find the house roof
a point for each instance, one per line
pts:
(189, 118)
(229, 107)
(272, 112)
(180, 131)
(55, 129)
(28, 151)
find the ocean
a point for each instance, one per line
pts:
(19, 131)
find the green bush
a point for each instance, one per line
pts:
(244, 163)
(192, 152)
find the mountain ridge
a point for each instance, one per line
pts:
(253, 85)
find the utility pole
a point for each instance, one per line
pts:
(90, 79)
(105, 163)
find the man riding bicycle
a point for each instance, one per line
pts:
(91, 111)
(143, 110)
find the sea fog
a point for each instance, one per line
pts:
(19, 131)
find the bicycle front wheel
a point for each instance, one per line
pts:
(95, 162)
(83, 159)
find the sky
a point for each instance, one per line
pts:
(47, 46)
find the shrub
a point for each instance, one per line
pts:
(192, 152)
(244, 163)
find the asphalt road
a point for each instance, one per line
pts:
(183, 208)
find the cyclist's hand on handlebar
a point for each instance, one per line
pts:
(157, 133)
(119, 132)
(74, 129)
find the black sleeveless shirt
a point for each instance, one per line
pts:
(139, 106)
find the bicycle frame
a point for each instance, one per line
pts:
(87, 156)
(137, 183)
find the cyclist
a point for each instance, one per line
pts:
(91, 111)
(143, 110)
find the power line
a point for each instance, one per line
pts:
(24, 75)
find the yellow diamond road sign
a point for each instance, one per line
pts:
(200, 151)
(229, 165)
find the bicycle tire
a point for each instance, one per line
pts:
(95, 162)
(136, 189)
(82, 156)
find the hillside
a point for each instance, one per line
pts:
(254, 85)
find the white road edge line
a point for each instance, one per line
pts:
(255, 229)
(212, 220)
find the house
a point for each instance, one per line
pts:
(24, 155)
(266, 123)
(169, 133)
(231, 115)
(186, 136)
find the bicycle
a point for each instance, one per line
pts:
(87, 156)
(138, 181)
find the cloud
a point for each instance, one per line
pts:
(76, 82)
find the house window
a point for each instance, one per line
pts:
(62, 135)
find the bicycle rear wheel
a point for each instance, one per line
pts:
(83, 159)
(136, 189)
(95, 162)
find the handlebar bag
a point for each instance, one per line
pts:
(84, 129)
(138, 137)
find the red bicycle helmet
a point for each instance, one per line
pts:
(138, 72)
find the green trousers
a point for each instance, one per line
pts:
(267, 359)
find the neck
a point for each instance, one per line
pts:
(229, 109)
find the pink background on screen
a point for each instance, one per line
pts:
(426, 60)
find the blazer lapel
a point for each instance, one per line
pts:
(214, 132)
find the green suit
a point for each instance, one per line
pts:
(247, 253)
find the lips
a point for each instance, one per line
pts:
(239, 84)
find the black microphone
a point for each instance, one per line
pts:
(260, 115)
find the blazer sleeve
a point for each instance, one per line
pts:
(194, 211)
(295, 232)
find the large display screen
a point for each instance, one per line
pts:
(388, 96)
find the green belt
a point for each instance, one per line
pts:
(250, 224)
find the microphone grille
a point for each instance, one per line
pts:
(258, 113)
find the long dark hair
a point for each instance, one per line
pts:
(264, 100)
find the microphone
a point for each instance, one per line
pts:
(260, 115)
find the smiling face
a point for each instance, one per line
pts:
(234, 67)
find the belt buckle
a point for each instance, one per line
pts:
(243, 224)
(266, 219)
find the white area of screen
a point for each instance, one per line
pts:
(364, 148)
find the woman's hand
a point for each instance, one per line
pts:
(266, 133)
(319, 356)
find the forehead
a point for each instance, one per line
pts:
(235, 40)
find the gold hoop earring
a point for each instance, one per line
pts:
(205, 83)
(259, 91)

Exercise prompt: Write out an exact transcription of the line with "find the large display screen" and of each line after it; stop at the end of the records.

Reply to the exercise:
find the large display screen
a point for each instance, one per line
pts:
(388, 96)
find the green belt
a point for each instance, one per line
pts:
(250, 224)
find the microphone grille
a point for each instance, one per line
pts:
(258, 113)
find the long dark hair
a point for each instance, one per line
pts:
(264, 100)
find the microphone
a point for each instance, one per line
pts:
(260, 115)
find the smiling face
a point for each instance, one per line
pts:
(234, 67)
find the belt buckle
a point for each instance, one per line
pts:
(243, 224)
(266, 219)
find the white area of screen
a point for each instance, one per line
pts:
(364, 148)
find the woman's hand
a point for each instance, one per line
pts:
(266, 133)
(319, 356)
find the forehead
a point for each instance, one per line
pts:
(235, 40)
find the gold hoop earring
a point for each instance, one per line
pts:
(205, 83)
(259, 91)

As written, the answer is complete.